=== Problem to work on ===
Format everything from the line containing "Target: distant building" down to the end of the lines below as a JSON list of strings, one string per line, with blank lines left out.

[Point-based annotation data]
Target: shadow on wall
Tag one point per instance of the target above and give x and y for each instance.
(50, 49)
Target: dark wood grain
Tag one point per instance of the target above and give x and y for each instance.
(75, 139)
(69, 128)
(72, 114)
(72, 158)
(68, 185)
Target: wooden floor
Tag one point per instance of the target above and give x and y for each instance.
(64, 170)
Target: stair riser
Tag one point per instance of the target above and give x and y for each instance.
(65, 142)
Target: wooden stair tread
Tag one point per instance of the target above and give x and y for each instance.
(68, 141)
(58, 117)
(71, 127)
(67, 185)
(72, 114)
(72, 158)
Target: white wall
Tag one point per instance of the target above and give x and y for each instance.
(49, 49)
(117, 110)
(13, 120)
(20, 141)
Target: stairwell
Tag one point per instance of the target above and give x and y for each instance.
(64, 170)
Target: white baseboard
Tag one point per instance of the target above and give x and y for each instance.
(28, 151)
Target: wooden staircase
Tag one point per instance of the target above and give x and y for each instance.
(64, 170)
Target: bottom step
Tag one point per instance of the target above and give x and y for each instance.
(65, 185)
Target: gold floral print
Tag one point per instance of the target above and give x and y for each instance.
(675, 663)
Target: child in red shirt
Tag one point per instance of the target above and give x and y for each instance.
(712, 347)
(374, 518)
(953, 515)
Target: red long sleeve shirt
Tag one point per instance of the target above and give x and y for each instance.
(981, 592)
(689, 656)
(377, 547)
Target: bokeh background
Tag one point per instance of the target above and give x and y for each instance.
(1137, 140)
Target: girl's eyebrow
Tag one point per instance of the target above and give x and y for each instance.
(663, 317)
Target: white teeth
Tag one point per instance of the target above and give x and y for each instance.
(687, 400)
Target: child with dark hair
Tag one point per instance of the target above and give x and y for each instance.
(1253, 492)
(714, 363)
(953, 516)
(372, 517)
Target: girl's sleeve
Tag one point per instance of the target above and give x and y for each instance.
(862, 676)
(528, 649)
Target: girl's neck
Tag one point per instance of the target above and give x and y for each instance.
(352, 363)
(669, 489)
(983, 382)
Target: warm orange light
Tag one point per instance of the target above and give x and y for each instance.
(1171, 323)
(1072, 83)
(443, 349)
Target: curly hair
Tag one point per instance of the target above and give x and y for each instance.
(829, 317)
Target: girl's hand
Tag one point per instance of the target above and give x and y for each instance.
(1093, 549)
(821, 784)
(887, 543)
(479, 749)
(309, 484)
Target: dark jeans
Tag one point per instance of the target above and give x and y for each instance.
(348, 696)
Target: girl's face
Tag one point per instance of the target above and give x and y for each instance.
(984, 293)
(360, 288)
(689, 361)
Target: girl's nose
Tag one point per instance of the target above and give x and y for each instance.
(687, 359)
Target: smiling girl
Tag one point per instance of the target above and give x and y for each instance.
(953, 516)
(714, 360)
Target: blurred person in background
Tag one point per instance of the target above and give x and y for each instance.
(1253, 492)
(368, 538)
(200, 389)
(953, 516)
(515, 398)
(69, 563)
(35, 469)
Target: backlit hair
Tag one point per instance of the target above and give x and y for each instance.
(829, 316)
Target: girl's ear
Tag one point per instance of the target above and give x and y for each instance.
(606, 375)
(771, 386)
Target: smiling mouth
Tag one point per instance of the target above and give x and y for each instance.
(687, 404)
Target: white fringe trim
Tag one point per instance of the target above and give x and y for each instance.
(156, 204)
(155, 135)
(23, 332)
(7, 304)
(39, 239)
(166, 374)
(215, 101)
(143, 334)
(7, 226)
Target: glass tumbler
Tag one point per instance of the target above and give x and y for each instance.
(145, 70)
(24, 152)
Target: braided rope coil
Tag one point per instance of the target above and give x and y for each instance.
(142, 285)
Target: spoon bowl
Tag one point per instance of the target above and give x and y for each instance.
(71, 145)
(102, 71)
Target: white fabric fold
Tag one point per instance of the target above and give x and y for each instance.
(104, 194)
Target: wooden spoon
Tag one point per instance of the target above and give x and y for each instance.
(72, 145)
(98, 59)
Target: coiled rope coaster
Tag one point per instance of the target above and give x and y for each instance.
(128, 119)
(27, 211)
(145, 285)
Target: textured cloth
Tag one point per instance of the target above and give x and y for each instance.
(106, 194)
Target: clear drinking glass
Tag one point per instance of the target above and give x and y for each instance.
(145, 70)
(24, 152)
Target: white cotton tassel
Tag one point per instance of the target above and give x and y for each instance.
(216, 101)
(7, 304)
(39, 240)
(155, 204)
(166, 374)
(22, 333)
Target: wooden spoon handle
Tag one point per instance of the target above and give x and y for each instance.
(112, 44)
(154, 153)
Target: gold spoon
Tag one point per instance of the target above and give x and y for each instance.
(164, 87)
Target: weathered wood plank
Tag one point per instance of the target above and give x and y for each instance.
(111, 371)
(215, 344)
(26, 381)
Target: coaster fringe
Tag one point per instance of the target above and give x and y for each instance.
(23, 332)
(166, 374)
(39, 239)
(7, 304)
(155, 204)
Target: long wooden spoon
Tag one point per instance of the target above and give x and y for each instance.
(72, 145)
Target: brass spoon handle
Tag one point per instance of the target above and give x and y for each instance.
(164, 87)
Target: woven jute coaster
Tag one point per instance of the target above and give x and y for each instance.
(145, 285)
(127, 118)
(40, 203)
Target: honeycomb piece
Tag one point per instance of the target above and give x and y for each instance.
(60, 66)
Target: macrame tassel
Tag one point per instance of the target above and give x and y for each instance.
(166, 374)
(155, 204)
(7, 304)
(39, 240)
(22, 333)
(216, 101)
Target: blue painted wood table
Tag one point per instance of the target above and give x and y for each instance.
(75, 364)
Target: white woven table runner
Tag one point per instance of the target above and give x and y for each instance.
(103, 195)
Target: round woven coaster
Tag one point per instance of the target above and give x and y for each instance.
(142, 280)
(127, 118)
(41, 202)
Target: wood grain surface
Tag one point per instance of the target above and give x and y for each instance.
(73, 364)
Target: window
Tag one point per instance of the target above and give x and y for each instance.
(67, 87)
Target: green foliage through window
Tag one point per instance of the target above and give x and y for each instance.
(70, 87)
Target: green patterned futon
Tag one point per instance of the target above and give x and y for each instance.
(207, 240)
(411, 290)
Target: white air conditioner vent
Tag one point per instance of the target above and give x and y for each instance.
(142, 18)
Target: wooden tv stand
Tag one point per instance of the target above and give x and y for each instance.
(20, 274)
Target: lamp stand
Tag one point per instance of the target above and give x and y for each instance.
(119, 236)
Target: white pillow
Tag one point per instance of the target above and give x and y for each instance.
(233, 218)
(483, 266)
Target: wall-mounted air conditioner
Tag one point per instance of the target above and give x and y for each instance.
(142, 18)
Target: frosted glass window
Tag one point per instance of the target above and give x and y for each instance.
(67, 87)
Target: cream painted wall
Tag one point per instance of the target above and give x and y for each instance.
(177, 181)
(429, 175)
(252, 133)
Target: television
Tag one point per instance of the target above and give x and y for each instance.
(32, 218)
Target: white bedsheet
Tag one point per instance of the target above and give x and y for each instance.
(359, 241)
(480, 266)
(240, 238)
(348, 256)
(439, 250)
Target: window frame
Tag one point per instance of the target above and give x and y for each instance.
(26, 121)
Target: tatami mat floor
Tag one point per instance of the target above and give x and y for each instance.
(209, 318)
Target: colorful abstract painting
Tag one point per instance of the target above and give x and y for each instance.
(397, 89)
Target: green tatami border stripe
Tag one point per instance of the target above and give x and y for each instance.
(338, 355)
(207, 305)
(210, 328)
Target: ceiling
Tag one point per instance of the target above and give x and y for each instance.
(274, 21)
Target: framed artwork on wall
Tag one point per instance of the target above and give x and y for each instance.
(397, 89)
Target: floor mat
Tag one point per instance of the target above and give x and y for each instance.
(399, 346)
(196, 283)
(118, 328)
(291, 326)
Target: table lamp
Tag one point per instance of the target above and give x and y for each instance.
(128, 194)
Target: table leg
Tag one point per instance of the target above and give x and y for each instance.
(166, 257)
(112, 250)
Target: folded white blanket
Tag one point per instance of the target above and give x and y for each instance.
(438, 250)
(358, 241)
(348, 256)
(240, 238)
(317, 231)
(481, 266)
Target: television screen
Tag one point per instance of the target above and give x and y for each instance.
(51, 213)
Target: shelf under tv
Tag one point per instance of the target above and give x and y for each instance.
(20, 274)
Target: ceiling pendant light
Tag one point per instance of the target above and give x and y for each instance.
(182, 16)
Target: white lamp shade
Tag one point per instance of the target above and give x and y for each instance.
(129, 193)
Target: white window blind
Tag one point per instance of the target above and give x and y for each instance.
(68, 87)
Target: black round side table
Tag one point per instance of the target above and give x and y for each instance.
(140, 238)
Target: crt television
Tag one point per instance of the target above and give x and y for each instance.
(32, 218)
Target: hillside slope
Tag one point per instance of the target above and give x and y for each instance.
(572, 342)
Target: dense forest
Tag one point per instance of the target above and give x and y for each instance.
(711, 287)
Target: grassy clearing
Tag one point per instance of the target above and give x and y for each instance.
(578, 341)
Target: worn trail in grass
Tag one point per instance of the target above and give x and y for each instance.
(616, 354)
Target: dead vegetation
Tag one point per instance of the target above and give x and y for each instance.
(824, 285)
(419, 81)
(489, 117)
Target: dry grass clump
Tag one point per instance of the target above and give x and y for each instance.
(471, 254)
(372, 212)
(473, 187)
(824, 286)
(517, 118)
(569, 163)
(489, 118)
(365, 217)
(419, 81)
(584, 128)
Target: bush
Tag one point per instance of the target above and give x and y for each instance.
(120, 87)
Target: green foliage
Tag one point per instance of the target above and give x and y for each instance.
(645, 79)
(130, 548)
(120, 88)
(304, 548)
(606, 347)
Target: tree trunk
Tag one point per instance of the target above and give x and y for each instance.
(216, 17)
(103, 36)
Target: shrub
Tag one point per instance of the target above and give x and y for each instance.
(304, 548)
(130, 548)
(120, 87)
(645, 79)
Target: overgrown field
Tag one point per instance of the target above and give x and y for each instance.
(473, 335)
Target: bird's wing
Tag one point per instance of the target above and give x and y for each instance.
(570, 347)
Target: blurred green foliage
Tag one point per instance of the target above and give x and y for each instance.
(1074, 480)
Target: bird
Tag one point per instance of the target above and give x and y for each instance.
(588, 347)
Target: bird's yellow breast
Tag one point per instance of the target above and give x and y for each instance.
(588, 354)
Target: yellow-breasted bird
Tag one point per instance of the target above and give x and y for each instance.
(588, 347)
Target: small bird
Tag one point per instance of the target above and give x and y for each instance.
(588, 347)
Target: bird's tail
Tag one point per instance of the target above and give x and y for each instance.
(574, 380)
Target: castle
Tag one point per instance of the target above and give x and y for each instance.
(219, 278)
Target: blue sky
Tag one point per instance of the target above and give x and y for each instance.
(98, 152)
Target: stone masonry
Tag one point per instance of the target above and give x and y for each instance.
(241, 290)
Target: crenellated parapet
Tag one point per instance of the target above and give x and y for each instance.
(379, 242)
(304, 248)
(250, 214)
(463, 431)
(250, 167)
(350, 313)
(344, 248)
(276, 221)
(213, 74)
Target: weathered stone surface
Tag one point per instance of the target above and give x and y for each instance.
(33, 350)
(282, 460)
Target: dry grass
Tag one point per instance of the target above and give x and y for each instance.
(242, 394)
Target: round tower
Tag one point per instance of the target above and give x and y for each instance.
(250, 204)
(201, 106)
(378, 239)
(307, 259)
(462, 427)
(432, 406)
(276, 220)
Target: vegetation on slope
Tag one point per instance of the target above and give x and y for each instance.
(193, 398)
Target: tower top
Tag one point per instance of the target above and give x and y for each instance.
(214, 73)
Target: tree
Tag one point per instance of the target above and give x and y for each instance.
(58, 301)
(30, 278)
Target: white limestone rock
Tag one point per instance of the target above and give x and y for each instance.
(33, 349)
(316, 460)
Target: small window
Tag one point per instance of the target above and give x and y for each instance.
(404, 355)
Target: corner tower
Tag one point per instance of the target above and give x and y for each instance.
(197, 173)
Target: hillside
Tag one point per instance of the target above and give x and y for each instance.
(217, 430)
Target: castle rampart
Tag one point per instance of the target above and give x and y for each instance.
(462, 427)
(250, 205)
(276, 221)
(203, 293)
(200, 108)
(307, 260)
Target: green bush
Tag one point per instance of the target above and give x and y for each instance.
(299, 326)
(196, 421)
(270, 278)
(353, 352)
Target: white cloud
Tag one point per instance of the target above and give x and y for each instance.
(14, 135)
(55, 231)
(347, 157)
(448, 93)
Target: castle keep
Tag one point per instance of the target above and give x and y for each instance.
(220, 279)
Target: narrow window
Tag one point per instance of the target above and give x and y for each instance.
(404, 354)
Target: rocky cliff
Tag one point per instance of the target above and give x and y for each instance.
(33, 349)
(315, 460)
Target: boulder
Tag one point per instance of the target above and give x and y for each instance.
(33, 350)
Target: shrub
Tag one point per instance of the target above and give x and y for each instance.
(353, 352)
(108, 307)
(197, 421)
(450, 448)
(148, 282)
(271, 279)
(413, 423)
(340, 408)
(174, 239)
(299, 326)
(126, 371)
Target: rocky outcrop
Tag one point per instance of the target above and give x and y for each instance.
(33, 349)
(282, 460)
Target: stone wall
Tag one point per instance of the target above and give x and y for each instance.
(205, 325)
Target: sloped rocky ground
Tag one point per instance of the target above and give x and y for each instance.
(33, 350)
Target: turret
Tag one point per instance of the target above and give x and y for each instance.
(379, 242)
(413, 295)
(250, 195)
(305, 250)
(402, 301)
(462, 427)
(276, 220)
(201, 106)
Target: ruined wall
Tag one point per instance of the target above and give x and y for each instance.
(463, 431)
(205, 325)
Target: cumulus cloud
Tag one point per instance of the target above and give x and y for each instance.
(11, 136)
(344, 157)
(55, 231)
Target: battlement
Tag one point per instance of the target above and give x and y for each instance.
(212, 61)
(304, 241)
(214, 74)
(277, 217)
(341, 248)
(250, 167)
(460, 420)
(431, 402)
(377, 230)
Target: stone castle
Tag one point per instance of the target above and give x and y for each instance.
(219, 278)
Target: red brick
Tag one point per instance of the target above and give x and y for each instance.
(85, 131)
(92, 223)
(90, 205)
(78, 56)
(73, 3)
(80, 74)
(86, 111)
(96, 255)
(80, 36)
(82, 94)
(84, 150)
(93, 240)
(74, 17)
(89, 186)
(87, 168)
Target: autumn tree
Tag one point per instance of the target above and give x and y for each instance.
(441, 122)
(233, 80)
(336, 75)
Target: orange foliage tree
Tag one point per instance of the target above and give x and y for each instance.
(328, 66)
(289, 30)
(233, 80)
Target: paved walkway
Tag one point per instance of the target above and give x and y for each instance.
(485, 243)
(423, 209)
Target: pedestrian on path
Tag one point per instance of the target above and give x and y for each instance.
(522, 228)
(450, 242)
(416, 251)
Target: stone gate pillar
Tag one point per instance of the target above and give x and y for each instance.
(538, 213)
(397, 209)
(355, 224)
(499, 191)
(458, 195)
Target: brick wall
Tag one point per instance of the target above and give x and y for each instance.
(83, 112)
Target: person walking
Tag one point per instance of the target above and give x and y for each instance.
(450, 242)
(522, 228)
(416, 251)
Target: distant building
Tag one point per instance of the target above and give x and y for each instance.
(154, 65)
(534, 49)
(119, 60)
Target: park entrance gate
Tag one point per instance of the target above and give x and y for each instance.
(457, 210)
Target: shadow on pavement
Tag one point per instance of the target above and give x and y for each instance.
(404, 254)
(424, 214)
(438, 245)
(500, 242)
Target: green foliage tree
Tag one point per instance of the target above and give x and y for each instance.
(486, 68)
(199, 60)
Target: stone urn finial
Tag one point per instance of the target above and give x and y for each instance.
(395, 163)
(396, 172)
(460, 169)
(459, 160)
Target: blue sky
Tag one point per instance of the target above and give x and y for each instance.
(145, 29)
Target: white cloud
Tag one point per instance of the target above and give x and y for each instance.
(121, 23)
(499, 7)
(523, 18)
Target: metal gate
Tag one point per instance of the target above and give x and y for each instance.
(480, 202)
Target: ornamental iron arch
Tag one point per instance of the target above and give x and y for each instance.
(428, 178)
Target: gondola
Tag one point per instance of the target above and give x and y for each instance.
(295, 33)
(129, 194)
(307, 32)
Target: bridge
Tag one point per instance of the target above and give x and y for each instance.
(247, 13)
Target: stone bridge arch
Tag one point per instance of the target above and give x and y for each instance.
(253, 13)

=== Solution to this exercise ===
[
  "Target: distant building",
  "Tag one point per instance of the target above and give x and y for each instance.",
  "(154, 65)",
  "(534, 49)",
  "(119, 60)",
  "Target: park entrance gate",
  "Tag one point per instance of the target above and give x and y for each instance.",
  "(457, 210)",
  "Target: shadow on pavement",
  "Tag one point per instance of the target above and give x and y for each instance.",
  "(404, 254)",
  "(424, 214)",
  "(438, 245)",
  "(500, 242)",
  "Target: green foliage tree",
  "Tag one point per instance of the target above and give x and y for each instance.",
  "(486, 68)",
  "(199, 60)",
  "Target: stone urn finial",
  "Tag one point per instance of the target above and give x and y for each instance.",
  "(395, 163)",
  "(396, 172)",
  "(460, 169)",
  "(459, 160)",
  "Target: blue sky",
  "Tag one point per instance of the target above and give x and y for each instance.",
  "(145, 29)",
  "Target: white cloud",
  "Tag one point per instance of the target above and give x and y for each instance.",
  "(121, 23)",
  "(499, 7)",
  "(523, 18)",
  "Target: metal gate",
  "Tag one point per instance of the target above and give x and y for each instance.",
  "(480, 202)",
  "Target: ornamental iron arch",
  "Tag one point per instance of the target above and give x and y for each instance.",
  "(428, 178)",
  "Target: gondola",
  "Tag one point per instance of the target above and give x and y for each instance.",
  "(295, 33)",
  "(129, 194)",
  "(307, 32)",
  "Target: bridge",
  "Tag one point per instance of the target above and give x and y for each instance.",
  "(247, 13)",
  "Target: stone bridge arch",
  "Tag one point per instance of the target above and give x and y for each instance.",
  "(253, 13)"
]